■ Excerpted records:
****************

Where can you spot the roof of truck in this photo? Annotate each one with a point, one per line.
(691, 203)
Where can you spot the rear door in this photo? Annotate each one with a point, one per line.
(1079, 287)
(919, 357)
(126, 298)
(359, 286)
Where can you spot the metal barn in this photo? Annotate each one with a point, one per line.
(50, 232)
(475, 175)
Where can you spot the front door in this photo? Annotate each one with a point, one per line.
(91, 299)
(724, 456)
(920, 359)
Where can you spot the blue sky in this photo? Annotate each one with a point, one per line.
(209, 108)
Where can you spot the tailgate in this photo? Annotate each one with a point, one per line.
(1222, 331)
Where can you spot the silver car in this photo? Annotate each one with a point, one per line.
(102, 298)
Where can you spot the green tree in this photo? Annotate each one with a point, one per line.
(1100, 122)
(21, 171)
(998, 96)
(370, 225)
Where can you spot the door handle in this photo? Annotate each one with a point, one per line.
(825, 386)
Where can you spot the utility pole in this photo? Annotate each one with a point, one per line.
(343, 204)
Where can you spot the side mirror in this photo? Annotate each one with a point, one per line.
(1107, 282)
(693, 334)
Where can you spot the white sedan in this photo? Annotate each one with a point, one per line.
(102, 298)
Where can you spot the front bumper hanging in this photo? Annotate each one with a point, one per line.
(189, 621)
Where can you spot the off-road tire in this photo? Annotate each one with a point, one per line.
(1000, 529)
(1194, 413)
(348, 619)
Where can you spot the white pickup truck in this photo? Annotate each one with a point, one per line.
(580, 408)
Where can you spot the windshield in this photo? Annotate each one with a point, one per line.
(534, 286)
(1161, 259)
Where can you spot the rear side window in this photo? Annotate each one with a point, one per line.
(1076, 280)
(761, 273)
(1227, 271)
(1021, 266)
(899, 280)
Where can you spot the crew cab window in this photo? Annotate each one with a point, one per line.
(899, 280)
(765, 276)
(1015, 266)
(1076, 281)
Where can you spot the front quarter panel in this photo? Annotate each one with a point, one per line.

****************

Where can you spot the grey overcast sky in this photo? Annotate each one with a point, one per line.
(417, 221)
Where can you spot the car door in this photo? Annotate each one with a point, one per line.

****************

■ Work to do: Copy out word for word everything from the row containing "Where can you spot the grey" down to the row containing "Where can you spot the car", both of those rows included.

■ Solution to this exercise:
Where can you spot the grey overcast sky in this photo? Annotate each one with a point, one per line.
(417, 221)
Where can you spot the car door in this photo? Annotate each one with a point, one per line.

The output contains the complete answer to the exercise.